Give the data again word for word; drop the pictures.

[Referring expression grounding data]
★ ★ ★

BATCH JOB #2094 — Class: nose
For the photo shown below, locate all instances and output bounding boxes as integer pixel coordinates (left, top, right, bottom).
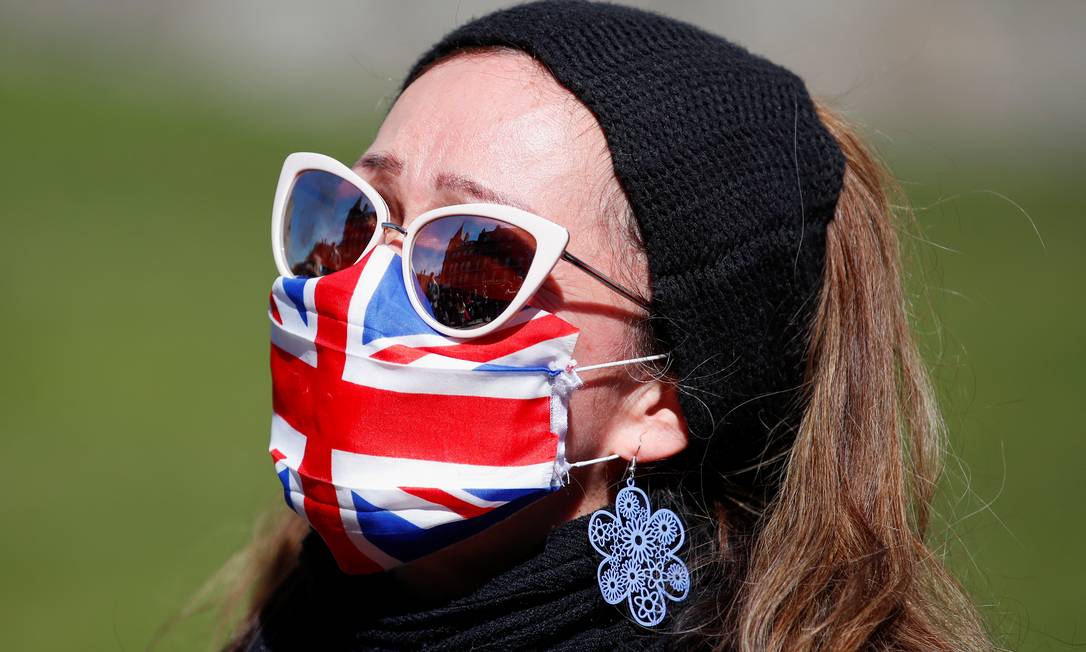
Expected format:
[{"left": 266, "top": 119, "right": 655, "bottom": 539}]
[{"left": 380, "top": 222, "right": 407, "bottom": 253}]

★ ★ ★

**Written answer**
BATCH JOB #2094 — Class: nose
For the photo shown below, locate all instances and output bounding boxes as integer pixel coordinates (left, top, right, bottom).
Expected format:
[{"left": 266, "top": 119, "right": 655, "bottom": 539}]
[{"left": 380, "top": 222, "right": 407, "bottom": 253}]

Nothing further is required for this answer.